▸ Brief
Set down all of the data that follows word for word, without the images.

* * *

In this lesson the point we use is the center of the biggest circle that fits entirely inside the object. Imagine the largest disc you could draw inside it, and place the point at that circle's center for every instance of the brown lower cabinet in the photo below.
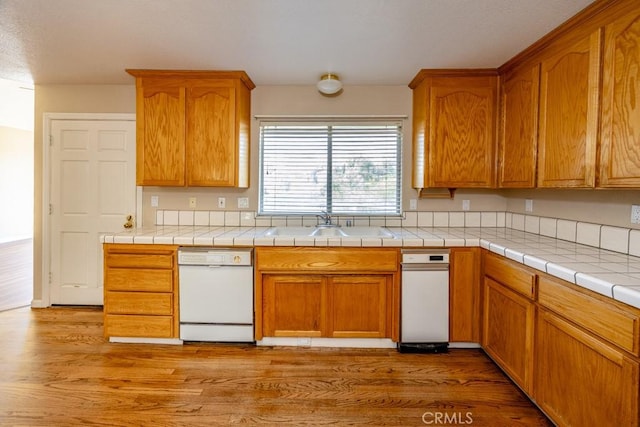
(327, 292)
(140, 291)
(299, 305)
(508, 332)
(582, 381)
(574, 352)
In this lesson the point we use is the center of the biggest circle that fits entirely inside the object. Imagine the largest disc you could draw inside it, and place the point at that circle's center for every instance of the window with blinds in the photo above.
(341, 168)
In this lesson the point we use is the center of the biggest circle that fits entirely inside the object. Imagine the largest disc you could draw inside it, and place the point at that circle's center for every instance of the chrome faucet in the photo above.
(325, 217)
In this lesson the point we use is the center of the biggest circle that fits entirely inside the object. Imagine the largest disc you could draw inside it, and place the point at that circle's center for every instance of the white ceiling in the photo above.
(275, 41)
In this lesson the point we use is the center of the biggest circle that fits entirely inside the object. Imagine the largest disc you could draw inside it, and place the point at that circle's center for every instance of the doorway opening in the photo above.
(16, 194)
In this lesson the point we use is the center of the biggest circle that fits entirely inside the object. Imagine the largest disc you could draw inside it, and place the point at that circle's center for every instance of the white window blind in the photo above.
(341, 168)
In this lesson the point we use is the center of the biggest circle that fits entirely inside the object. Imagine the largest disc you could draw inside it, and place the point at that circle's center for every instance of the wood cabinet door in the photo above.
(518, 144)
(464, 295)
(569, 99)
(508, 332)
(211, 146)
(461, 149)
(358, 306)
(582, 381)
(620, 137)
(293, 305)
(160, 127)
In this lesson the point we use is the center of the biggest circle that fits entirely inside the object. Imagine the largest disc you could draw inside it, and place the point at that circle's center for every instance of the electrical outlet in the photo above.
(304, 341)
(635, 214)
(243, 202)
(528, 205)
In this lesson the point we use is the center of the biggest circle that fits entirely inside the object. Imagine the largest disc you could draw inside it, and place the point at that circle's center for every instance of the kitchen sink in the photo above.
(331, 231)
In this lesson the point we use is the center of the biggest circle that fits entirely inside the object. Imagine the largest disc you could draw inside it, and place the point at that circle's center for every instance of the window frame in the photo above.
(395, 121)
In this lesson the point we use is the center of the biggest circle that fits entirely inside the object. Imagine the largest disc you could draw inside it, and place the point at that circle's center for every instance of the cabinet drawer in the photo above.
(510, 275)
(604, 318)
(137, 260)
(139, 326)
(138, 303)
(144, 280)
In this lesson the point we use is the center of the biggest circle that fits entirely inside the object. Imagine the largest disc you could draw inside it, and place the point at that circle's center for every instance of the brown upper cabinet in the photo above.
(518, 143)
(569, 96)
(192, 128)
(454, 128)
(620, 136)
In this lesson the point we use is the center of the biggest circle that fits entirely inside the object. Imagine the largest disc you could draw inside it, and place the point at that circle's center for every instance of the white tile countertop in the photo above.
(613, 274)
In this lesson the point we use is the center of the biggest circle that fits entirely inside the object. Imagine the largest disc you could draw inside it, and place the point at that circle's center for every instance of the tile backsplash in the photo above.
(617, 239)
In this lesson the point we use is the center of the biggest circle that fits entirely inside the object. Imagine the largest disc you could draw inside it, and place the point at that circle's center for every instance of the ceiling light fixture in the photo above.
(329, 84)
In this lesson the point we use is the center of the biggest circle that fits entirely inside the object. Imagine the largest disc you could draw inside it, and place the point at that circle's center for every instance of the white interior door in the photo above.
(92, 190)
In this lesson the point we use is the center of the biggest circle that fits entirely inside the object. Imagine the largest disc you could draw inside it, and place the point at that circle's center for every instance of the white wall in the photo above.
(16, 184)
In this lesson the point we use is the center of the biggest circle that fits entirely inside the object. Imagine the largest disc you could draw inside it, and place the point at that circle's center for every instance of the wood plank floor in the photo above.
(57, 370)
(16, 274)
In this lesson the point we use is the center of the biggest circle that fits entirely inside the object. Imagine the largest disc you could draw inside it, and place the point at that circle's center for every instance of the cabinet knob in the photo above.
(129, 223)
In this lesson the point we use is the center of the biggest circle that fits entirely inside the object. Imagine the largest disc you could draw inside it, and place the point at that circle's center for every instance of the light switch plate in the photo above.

* * *

▸ Solution to the exercise
In this lesson the point we use is the center of the biggest circle that fits entirely inside the object. Imagine the largest disc you could draw inside it, and place the point at that circle's center for every instance of the brown lower cabinet in the photo below.
(327, 292)
(140, 291)
(299, 305)
(508, 332)
(582, 381)
(574, 352)
In this lesson the point we use is the center of the biggest circle that fits entirely inside the object. Imagine the largest disc you could draw inside it, and place the point at that circle's center for every instance of the window with blinds in the photo above.
(341, 168)
In this lesson the point we use is the center of the biggest circle that fits entirely inside the object. Imagine the largest disc you could draw inside it, and place the point at that circle's center for every instance of the chrome faucet in the photo above.
(325, 217)
In this lesson the point we use is the center of the biggest circle that fits entirely inside the object. Imagine the largest disc you could draw inside it, and place the point at that circle's center for every instance of the white ceiling in the photo above.
(275, 41)
In this lesson the point we use is the center of the biggest circle that fits entirely inside the object. Imagine the largest disc you could draw inside it, and place the point at that circle's center for every instance of the doorway opening in the photo above.
(16, 194)
In this lesson the point we use is the center of the biggest circle that fits entirely inside the object. Imagine the largest disc you could draw inside it, and place the point at that circle's center for every instance of the white window blind in the photo above.
(341, 168)
In this lesson the point we use is the center of the biggest circle that fits entirely inside the object. Imagine the largest disc you could draw inside it, and place the point at that circle's center for every instance of the wood cabinet door in the photo above.
(518, 144)
(464, 295)
(569, 99)
(508, 332)
(211, 146)
(461, 149)
(358, 306)
(582, 381)
(620, 137)
(293, 305)
(160, 127)
In this lesson the point we use is the center of the biggest circle that fits entirely inside the object. Imagine the largest disc you could draw inside it, and place the point at that circle's center for every instance of the electrical outlet in the photo above.
(304, 341)
(635, 214)
(243, 202)
(528, 205)
In this lesson the point we use is the center of the biggest circle that fits entirely inside the object. Imagine the largest disc you could draw inside it, and place the point at that circle's center for every instance of the kitchen sink in the photo above.
(331, 231)
In this lesson the point we use is the center of the biggest circle that fits entirely inside the object. Imagine the largest disc you could draw inside it, and place the point at that circle's center for every instance of the window frame in the photo above.
(395, 121)
In this lesson the point we use is the center of the biggest circle that fits entirely inside the object. Imagine the largest disc you could draw inside it, and place the point at that circle's center for every instance of the cabinet drawer in the photo above.
(510, 275)
(604, 318)
(137, 260)
(139, 326)
(138, 303)
(144, 280)
In this lesson the point we use is the center of the biggest circle that fits entirely inside the object. Imagine the largest disc you could draw inside it, and place the point at that circle's center for every instance of the brown upper cabinet in the photo above.
(518, 143)
(569, 96)
(192, 128)
(454, 128)
(620, 136)
In this lesson the point we use is the center of the biggest circle that fits entirely inside the object. Imagine the largest disc you could draw inside it, and place the point at that circle's center for every instance of the white tile countertop in the photo above.
(613, 274)
In this lesson the point we use is the center of the biggest circle that fits entirely inside the object. Imagine the largest disc you could draw inside it, and place the point at that circle's center for every instance of the tile backsplash in the photo above.
(617, 239)
In this lesson the point we use is the center of the biggest circle that fits entirely inside the object. Imagine the largest disc you could draw inside it, and place the point at that circle's center for every instance of the ceiling light fixture in the photo above.
(329, 84)
In this lesson the point we use is the center of the biggest circle that fits entirely inside the object. Imagine the largest disc you could draw inside it, and place the point at that circle's center for every instance of the white interior door in the photo above.
(92, 190)
In this lesson the point we use is the center of the biggest circle that fits entirely inside the object. Imagine the largest disc you could draw inside it, and place the point at that circle's center for every instance of the white wall in the photo above.
(16, 184)
In this lesson the point we use is the center of the biggest circle that fits entirely inside the object. Imagine the largest disc you could draw inside it, and place the point at that circle's center for every instance of the wood plank floor in the photo above.
(57, 370)
(16, 274)
In this lesson the point we use is the center of the biggest circle that fits entirely inside the object. Imagine the largest disc you could draw inside it, and place the point at that circle's center for every instance of the cabinet knob in the photo above.
(129, 223)
In this lesson the point we use is the center of the biggest circle that fits entirely inside the object. Imagine the largest disc you could draw inside it, and place the point at that circle's center for every instance of the light switch plate in the photo above.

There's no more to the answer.